§ Task to complete
Rewrite all of the entries below, switching "in this form" to "in this format" everywhere it occurs and leaving everything else unchanged.

§ Object point labels
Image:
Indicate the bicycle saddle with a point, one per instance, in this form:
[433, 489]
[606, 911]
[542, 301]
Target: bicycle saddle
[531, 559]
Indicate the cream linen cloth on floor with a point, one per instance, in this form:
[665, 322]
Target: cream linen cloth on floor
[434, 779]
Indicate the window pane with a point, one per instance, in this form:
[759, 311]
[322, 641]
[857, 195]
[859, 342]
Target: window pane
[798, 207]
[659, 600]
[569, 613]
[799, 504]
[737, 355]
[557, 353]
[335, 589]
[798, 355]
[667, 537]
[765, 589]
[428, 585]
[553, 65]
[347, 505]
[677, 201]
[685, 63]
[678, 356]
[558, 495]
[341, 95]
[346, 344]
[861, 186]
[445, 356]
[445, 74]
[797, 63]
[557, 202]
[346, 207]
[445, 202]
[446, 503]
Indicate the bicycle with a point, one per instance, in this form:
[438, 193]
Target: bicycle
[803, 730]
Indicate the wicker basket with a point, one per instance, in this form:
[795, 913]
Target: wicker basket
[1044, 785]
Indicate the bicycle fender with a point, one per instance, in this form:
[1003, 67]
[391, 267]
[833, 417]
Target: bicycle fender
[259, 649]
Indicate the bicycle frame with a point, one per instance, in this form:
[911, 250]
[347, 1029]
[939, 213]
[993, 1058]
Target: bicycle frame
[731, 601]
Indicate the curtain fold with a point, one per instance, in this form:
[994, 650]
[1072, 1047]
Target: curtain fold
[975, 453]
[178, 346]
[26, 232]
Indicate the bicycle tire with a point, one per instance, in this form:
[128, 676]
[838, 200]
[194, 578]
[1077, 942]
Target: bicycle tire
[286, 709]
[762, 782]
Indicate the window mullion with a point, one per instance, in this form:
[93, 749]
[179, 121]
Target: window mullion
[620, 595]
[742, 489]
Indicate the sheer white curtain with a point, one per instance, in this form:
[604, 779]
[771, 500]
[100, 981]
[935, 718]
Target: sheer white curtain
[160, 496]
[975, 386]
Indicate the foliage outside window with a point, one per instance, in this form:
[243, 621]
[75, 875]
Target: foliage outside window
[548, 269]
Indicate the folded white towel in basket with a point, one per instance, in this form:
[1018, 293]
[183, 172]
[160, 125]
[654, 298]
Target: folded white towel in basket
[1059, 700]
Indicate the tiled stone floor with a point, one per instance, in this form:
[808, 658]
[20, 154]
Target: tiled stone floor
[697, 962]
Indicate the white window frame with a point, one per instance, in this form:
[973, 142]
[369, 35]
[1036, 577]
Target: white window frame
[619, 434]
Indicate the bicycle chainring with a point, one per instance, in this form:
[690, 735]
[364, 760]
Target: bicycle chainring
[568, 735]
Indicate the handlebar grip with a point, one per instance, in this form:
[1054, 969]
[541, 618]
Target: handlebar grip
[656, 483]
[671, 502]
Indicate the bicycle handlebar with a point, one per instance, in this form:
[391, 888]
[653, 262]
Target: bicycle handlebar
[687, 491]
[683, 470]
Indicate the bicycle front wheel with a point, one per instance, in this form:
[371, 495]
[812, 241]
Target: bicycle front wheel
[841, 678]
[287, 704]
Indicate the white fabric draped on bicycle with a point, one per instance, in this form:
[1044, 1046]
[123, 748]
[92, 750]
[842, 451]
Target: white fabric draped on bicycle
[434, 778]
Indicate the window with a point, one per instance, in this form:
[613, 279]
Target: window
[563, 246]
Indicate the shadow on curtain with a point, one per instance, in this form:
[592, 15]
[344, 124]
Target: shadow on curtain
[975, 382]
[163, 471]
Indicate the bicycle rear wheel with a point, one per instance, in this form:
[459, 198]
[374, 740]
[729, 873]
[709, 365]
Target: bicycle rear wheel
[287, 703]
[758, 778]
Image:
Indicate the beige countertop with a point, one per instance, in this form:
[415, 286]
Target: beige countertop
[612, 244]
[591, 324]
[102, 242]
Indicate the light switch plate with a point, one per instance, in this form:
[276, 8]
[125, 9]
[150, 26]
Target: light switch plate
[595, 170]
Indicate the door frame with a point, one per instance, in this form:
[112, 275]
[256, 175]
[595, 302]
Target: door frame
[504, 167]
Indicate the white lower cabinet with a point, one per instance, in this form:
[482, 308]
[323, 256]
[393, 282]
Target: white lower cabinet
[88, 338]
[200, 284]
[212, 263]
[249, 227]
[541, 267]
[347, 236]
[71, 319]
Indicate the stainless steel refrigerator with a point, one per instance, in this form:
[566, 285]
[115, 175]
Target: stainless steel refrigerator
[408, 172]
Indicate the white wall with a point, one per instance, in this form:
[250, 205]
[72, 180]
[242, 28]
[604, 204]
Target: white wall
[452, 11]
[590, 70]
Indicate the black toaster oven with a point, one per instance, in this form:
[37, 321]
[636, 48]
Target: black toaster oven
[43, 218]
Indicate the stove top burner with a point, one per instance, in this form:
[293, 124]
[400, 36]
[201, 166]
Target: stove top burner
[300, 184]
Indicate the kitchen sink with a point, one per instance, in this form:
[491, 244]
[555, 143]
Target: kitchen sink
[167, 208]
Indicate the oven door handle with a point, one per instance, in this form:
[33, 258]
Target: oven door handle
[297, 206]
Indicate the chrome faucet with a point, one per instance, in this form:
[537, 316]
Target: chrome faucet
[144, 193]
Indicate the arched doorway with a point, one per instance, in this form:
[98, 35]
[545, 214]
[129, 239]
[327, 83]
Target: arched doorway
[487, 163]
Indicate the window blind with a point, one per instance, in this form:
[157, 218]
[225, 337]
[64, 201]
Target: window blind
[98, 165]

§ Full output
Image:
Indicate the bicycle saddle with a point, one per instance, in this format:
[433, 489]
[606, 911]
[542, 301]
Target: bicycle saddle
[531, 559]
Indicate the cream linen cloth on floor with a point, one per instance, in this format:
[665, 322]
Target: cream linen cloth on floor
[434, 779]
Indicate the window pane with a point, one per instance, in this format:
[759, 311]
[322, 641]
[857, 195]
[859, 342]
Target: window pane
[798, 207]
[659, 600]
[569, 613]
[799, 504]
[737, 355]
[557, 353]
[335, 589]
[798, 355]
[667, 537]
[765, 589]
[428, 585]
[553, 65]
[347, 505]
[677, 201]
[685, 63]
[678, 356]
[558, 495]
[341, 95]
[346, 344]
[861, 186]
[445, 356]
[445, 74]
[797, 63]
[557, 202]
[346, 207]
[445, 202]
[446, 503]
Indicate the bicycle with a point, one per instance, in this format:
[438, 193]
Target: bicycle
[803, 730]
Indicate the wicker basket with a point, one per instance, in this format:
[795, 913]
Target: wicker basket
[1044, 785]
Indicate the bicycle fender with a point, one per instance, in this format:
[1003, 67]
[391, 267]
[833, 417]
Target: bicycle fender
[259, 649]
Indicate the bicycle frame with a point, one per instance, in this format:
[911, 250]
[347, 1029]
[939, 213]
[993, 1058]
Target: bicycle frame
[731, 601]
Indicate the curtain fold with a point, one per instance, in this format:
[994, 650]
[1072, 1047]
Target: curtain fold
[975, 453]
[178, 346]
[26, 232]
Indicate the bicycle tire with a point, one per instance, in this format:
[128, 676]
[838, 200]
[194, 578]
[1077, 942]
Target: bicycle tire
[286, 709]
[762, 782]
Indicate the window mullion with a point, one per instance, in this format:
[93, 749]
[179, 121]
Target: window mullion
[620, 595]
[742, 489]
Indicate the sheer white curtain with a point, one per instance, in this format:
[604, 779]
[771, 500]
[100, 981]
[935, 718]
Target: sheer white curtain
[160, 496]
[975, 386]
Indicate the foliage outside window with a point, one per instance, in this format:
[243, 621]
[75, 875]
Target: foliage outside window
[548, 269]
Indicate the folded white towel in basket with a point, one per instance, in this format:
[1018, 293]
[183, 172]
[160, 125]
[654, 298]
Target: folded white towel in basket
[1059, 700]
Indicate the tiled stone floor with a point, one per instance, in this format:
[808, 658]
[20, 154]
Target: tiled stone floor
[697, 962]
Indicate the white window frame with a point, one per instance, in this format:
[973, 142]
[369, 35]
[1036, 577]
Target: white window frame
[619, 434]
Indicate the bicycle chainring with a point, one per instance, in this format:
[690, 735]
[364, 760]
Target: bicycle chainring
[568, 735]
Indicate the handlebar grip with a point, one per instance, in this format:
[1054, 969]
[541, 618]
Target: handlebar grip
[656, 483]
[671, 502]
Indicate the bicycle handlebar with a point, one per instance, in this format:
[391, 888]
[653, 262]
Target: bicycle handlebar
[687, 491]
[683, 470]
Indicate the bicycle front wheel with a point, one per instance, in this format:
[371, 495]
[812, 241]
Target: bicycle front wheel
[841, 678]
[287, 704]
Indicate the white fabric draped on bicycle with a point, one per instance, in this format:
[1044, 1046]
[123, 748]
[92, 750]
[842, 451]
Target: white fabric draped on bicycle
[434, 778]
Indicate the window with a point, one per instance, in this format:
[613, 279]
Target: window
[563, 246]
Indicate the shadow on curtain with a point, one per instance, in this format:
[592, 15]
[344, 124]
Target: shadow on curtain
[975, 382]
[163, 471]
Indicate the bicycle rear wheel with a point, one per instance, in this format:
[459, 198]
[374, 740]
[729, 873]
[709, 365]
Target: bicycle rear wheel
[287, 703]
[758, 778]
Image:
Indicate the beige countertop with a point, one per instance, in this format:
[415, 286]
Target: beige countertop
[612, 244]
[591, 324]
[102, 242]
Indicate the light switch plate with a point, one per instance, in this format:
[276, 8]
[125, 9]
[150, 26]
Target: light switch plate
[595, 170]
Indicate the door frame with a point, one per instance, in this format:
[112, 275]
[256, 175]
[595, 302]
Target: door frame
[504, 167]
Indicate the white lower cabinet with a point, one per instance, in this format:
[482, 308]
[323, 256]
[393, 282]
Target: white lower cabinet
[88, 338]
[200, 284]
[212, 263]
[249, 227]
[541, 267]
[347, 236]
[71, 319]
Indicate the stainless steel refrigerator with a point, one per instance, in this format:
[566, 285]
[115, 175]
Target: stainless steel refrigerator
[408, 172]
Indicate the white wall with a point, one per instance, in this format:
[250, 205]
[72, 180]
[242, 28]
[604, 204]
Target: white wall
[452, 11]
[590, 70]
Indicate the black toaster oven with a point, one per instance, in this format:
[37, 321]
[636, 48]
Target: black toaster oven
[43, 218]
Indicate the stove top burner with a point, one per instance, in this format:
[293, 124]
[400, 36]
[201, 166]
Target: stove top burner
[300, 184]
Indicate the kitchen sink with a point, one per instance, in this format:
[491, 244]
[555, 143]
Target: kitchen sink
[167, 208]
Indicate the oven door handle with a point, one per instance, in this format:
[33, 258]
Target: oven door handle
[297, 206]
Indicate the chrome faucet with a point, one per instance, in this format:
[537, 316]
Target: chrome faucet
[144, 193]
Indicate the arched doorway with a point, one per instance, in this format:
[98, 35]
[545, 214]
[129, 239]
[327, 83]
Target: arched doorway
[487, 163]
Indicate the window blind with a point, one per instance, in this format:
[157, 218]
[225, 337]
[64, 201]
Target: window blind
[98, 165]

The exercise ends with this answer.